Copy every one of the records below character for character, without changing, adding, or leaving out anything.

Lines of data
-- START --
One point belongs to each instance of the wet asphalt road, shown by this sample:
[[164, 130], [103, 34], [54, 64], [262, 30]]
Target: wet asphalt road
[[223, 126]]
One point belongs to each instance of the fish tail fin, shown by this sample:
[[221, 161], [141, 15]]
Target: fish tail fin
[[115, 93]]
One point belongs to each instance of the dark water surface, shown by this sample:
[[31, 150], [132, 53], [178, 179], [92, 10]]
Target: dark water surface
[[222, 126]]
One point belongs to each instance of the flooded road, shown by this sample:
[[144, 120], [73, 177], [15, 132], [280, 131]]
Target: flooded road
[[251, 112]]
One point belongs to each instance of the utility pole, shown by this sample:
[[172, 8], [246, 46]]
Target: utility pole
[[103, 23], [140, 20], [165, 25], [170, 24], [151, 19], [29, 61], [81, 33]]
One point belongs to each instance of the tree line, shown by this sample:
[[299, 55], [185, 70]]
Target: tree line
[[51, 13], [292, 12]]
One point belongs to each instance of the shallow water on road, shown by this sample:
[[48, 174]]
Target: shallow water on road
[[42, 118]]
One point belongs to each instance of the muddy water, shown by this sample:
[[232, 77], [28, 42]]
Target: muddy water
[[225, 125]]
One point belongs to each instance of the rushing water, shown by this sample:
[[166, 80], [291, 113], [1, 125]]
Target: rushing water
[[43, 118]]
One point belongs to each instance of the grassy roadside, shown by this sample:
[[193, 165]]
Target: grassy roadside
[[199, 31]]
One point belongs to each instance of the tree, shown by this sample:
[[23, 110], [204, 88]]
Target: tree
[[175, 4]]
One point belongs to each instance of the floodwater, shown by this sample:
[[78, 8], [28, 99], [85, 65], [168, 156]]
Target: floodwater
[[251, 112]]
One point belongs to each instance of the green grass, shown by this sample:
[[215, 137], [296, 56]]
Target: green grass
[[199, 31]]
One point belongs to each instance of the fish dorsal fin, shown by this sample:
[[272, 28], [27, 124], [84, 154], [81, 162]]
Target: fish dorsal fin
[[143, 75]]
-- END --
§ RESPONSE TO THE TASK
One point belongs to each instance of the wet asphalt road, shown by this sample:
[[164, 130], [103, 34], [54, 64], [262, 30]]
Target: wet asphalt road
[[223, 126]]
One point belongs to each instance of the fish tail fin, shown by this sample:
[[221, 161], [141, 15]]
Target: fish tail fin
[[115, 93]]
One point belongs to each instance of the dark water surface, shown by this sample:
[[31, 150], [132, 53], [178, 179], [92, 10]]
Target: dark water surface
[[222, 126]]
One point belongs to each instance of the flooded road, shown by this sample:
[[144, 120], [73, 177], [15, 132], [280, 131]]
Target: flooded road
[[251, 112]]
One point belongs to each instance of the utility pole, shown by this sample:
[[172, 8], [246, 46]]
Target: utility pole
[[103, 23], [140, 20], [165, 25], [170, 24], [151, 19], [29, 61], [81, 33]]
One point belongs to each instance of the tree line, shown by this sample:
[[299, 55], [185, 70]]
Target: tree line
[[51, 13], [292, 12]]
One point belongs to each instance of the shallow water on road, shown by this sample:
[[48, 174]]
Target: shallow water on road
[[42, 118]]
One point belongs to each instance of the muddy water, shown by this sample:
[[232, 77], [28, 42]]
Target: muddy water
[[225, 125]]
One point belongs to each instance of the rushing water, shown by this sample:
[[166, 80], [291, 113], [1, 125]]
Target: rushing water
[[43, 118]]
One point belongs to each instance of the grassy roadside, shown by this sample:
[[193, 165]]
Target: grassy roadside
[[199, 31]]
One point belongs to each instance of the tree, shown by this sample:
[[23, 110], [204, 88]]
Target: tree
[[175, 4]]
One point belongs to each instance of the floodwater, shown by this sample:
[[78, 8], [28, 99], [85, 65], [168, 156]]
Target: floodwater
[[251, 112]]
One point belongs to each instance of the green grass, shown by this sample:
[[215, 137], [296, 56]]
Target: green grass
[[199, 31]]
One point belongs to each instance of the fish dorsal fin, shown by this sample:
[[272, 28], [27, 124], [84, 154], [81, 162]]
Target: fish dorsal fin
[[143, 75]]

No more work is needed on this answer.